**PROVIDED PASSAGE**
◆ ◆ ◆ ◆ ◆ ◆ ◆

Banned Books and Children
Written by
Susan Bearman
September 2011
Written by
Susan Bearman
September 2011

I was doing a little research for a post on Banned Books Week (BBW), which we are observing this week, thanks to the efforts of the American Library Association (ALA) and the other sponsors. The first thought that struck me (once I got past the idea that people are still trying to ban books) is that librarians are heros. 


ALA states that BBW "highlights the benefits of free and open access to information while drawing attention to the harms of censorship by spotlighting actual or attempted bannings of books across the United States." That's a pretty heroic endeavor.


My next thought was the absurdity of the titles on the Top 100 most banned/challenged books of the decade. While I don't love Captain Underpants, I know many a little boy who started to like reading because of Dav Pilkey. As my brother (who is long past the little boy stage) keeps reminding me, "underpants" is way funnier than "underwear". 


But when I really looked at the list, the number of stunning, must-read children's and YA books on the list sent an icy spike into my heart. Where would I be — where would my children be — if we had never met the characters in:


  • The Chocolate War, by Robert Cormier
  • The Adventures of Huckleberry Finn, by Mark Twain
  • Forever; Blubber; and Are You There, God?  It’s Me, Margaret, all by Judy Blume
  • Catcher in the Rye, by J.D. Salinger
  • To Kill A Mockingbird, by Harper Lee
  • The Giver, by Lois Lowry
  • My Brother Sam Is Dead, by James Lincoln Collier
  • Bridge To Terabithia, by Katherine Paterson
  • Black Boy, by Richard Wright
  • A Wrinkle in Time, by Madeline L’Engle
  • Julie of the Wolves, by Jean Craighead George

Those titles all made the top 100, along with series like Harry Potter; Scary Stories (Schwartz); His Dark Materials (Pullman); Gossip Girl (von Ziegesar); The Stupids (Allard); Junie B. Jones (Park); Goosebumps (Stine).

◆ ◆ ◆ ◆ ◆ ◆ ◆

**SOURCE DATA**
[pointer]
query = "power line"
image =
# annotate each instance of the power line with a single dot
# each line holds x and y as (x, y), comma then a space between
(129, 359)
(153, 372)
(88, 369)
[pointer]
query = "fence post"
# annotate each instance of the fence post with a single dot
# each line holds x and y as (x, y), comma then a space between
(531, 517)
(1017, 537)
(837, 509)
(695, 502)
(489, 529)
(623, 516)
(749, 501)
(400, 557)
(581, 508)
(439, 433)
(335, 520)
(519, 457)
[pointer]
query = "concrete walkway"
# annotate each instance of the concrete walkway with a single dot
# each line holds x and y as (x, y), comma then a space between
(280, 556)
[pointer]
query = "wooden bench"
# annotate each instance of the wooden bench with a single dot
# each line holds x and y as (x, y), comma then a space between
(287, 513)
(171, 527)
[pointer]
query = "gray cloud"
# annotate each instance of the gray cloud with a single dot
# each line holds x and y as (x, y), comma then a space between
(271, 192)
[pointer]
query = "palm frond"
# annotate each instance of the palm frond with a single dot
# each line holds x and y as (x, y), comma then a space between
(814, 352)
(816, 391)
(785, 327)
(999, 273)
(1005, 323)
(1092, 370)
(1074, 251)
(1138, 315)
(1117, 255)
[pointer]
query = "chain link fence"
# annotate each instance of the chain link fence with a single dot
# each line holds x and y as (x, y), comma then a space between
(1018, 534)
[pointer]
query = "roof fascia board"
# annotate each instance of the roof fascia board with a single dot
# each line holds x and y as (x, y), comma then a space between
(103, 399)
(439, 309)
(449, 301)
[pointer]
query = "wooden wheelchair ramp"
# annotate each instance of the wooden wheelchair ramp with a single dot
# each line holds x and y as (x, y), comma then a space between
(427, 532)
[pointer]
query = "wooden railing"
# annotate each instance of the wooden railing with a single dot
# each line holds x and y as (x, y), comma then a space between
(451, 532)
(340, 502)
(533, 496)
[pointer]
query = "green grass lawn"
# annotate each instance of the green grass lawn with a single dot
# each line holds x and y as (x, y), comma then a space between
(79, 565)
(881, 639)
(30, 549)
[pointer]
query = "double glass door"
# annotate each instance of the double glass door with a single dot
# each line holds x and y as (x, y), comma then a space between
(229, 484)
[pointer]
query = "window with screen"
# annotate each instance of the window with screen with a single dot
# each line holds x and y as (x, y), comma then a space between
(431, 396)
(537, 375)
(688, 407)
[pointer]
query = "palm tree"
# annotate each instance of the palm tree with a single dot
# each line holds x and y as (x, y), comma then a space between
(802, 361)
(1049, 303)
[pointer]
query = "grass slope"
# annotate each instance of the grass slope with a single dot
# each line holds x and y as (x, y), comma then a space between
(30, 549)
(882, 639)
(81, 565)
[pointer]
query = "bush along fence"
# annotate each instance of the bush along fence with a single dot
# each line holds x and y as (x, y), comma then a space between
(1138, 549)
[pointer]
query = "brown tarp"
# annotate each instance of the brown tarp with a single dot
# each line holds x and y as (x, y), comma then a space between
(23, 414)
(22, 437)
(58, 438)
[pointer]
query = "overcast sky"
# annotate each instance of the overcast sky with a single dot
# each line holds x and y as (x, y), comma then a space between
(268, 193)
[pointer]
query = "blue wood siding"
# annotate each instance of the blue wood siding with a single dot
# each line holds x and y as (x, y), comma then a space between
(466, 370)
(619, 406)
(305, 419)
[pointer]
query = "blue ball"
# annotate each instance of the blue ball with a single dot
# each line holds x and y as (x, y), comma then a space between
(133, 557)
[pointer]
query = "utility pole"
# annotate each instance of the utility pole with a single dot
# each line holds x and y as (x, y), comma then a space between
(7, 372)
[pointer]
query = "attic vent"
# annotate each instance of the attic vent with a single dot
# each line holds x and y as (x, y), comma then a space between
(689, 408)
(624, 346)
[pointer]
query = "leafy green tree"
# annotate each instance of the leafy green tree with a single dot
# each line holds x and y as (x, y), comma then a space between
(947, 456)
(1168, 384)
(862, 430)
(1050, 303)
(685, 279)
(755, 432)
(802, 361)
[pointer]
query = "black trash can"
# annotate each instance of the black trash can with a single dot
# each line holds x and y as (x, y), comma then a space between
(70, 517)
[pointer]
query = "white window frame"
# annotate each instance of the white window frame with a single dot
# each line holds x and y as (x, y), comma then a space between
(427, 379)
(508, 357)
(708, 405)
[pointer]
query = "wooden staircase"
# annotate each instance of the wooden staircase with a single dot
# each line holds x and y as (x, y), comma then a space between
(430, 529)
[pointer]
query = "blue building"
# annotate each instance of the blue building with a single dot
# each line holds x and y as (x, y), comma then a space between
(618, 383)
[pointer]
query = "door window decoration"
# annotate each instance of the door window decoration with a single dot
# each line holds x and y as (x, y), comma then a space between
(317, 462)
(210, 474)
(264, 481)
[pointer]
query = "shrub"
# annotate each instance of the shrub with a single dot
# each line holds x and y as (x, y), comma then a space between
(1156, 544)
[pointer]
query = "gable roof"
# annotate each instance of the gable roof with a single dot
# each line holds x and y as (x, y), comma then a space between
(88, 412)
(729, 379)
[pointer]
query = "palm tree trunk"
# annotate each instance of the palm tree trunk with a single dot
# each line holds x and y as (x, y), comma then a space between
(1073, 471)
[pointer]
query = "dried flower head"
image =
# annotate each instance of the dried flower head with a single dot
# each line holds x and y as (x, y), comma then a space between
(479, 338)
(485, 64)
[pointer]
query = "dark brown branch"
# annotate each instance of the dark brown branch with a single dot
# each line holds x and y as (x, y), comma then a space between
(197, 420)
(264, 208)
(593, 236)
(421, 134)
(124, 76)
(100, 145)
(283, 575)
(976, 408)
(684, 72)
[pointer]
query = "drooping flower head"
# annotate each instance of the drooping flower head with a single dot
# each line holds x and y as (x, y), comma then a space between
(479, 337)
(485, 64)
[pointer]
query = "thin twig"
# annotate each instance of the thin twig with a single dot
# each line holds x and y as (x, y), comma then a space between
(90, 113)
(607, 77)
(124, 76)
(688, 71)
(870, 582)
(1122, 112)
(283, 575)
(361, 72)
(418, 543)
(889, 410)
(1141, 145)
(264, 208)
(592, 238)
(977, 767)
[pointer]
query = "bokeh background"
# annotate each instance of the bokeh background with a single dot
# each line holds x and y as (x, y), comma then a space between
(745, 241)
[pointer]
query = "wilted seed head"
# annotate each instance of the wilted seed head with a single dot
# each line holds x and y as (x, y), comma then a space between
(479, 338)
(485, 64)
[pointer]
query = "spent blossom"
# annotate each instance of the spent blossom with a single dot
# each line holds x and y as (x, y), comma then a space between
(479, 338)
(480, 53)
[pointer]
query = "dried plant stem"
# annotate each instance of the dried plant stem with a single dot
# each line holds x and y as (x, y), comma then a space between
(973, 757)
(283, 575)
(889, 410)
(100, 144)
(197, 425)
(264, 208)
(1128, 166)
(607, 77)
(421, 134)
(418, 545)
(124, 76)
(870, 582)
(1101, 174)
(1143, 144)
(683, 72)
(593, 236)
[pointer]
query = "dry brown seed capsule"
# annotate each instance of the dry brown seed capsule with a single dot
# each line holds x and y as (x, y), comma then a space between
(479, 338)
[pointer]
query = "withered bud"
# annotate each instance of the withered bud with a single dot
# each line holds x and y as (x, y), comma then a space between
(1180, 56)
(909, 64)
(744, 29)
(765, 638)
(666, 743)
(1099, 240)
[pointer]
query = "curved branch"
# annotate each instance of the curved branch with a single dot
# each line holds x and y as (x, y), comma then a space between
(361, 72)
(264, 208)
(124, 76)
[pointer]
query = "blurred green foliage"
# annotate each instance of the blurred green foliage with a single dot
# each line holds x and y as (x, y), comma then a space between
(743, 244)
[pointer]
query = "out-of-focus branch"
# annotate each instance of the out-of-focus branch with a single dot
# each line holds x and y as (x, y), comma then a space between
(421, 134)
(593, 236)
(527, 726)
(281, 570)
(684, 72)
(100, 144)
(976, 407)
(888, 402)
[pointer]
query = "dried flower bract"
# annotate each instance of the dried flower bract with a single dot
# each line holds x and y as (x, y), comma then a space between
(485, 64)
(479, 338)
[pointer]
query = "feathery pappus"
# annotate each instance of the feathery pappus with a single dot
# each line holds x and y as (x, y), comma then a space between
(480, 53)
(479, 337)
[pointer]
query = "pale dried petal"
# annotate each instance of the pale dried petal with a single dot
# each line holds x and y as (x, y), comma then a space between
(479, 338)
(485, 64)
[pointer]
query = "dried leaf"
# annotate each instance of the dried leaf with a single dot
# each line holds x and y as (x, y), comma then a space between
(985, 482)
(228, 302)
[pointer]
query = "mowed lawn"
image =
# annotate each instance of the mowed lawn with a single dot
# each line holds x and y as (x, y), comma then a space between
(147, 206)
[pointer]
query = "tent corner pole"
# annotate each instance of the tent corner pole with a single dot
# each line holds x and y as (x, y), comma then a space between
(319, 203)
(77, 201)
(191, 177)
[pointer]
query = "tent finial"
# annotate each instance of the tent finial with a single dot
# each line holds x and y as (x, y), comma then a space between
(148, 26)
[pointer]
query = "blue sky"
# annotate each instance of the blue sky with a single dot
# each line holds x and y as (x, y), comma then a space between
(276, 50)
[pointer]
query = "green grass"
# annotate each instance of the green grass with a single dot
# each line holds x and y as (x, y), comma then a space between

◆ ◆ ◆ ◆ ◆ ◆ ◆

**WHAT TO PRODUCE**
Write the next part of the post on Banned Books Week and children's books, beginning after its final sentence.

**TASK RESPONSE**
While I'm not claiming these all represent great children's literature, the shear number of children's/YA books on the list is staggering. And great or not, I don't want any of them banned. I'm perfectly capable of helping my children make good decisions about reading when they need help. It's been my experience that the more they read (good and bad), the more discerning they become as readers. Win-win.


But I guess the banned book that really kicked me in the teeth was It's Perfectly Normal by Robie Harris, one of two books (along with Where Did I Come From by Peter Mayle) that helped me explain sex to six children without my head exploding or sending them into therapy. That's the great thing about parenting and books: when I run into trouble with the former, I can usually find help in the latter. 


What is your favorite banned/challenged book? How will you, as a writer, celebrate this week?